**** PROVIDED PASSAGE
Pierre I of Beauvau (c.1380– September 1453), baron of Beauvau, La Roche-sur-Yon and Champigny-sur-Veude, lord of Craon, of Sablé and Ferté-Bernard by marriage. He was an adviser for Charles VII, and chamberlain, counsellor, governor and lieutenant to dukes, Louis II, Louis III and René of Anjou.

Biography 
Born in 1380, Pierre was the son of Jean II of Beauvau and Jeanne of Tigny. A retainer of the House of Anjou, he accompanied Louis II to Italy and returned to Anjou in 1414. Pierre was governor of Anjou, Maine, Provence, and captain of Angers responsible for the defense of the city against the English during the Hundred Years War. He was delegated by Louis III of Anjou in 1429 to supervise the renovations to the castle of Tarascon, and captain of the tower of Taranto. Appointed ambassador to the King of Sicily, Pierre was often traveling through the fiefs and possessions of René d'Anjou, particularly in Sicily and Provence.
********
**** RECORDED DATA
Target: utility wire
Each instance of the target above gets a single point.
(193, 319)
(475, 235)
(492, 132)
********
**** RECORDED DATA
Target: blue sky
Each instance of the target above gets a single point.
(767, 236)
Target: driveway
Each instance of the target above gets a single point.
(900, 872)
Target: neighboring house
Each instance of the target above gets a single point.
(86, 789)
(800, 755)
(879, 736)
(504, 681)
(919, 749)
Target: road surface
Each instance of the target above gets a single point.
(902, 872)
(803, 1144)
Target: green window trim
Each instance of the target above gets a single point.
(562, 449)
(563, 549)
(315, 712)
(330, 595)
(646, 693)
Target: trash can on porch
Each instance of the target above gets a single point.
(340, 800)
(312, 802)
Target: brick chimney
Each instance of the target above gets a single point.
********
WHAT IS REQUIRED -
From the Pierre of Beauvau passage, repeat word for word the stretch that opens with the words containing "Pierre I of" and closes with "René of Anjou.". Rely only on the Pierre of Beauvau passage and set the data aside.

FINISHED TASK -
Pierre I of Beauvau (c.1380– September 1453), baron of Beauvau, La Roche-sur-Yon and Champigny-sur-Veude, lord of Craon, of Sablé and Ferté-Bernard by marriage. He was an adviser for Charles VII, and chamberlain, counsellor, governor and lieutenant to dukes, Louis II, Louis III and René of Anjou.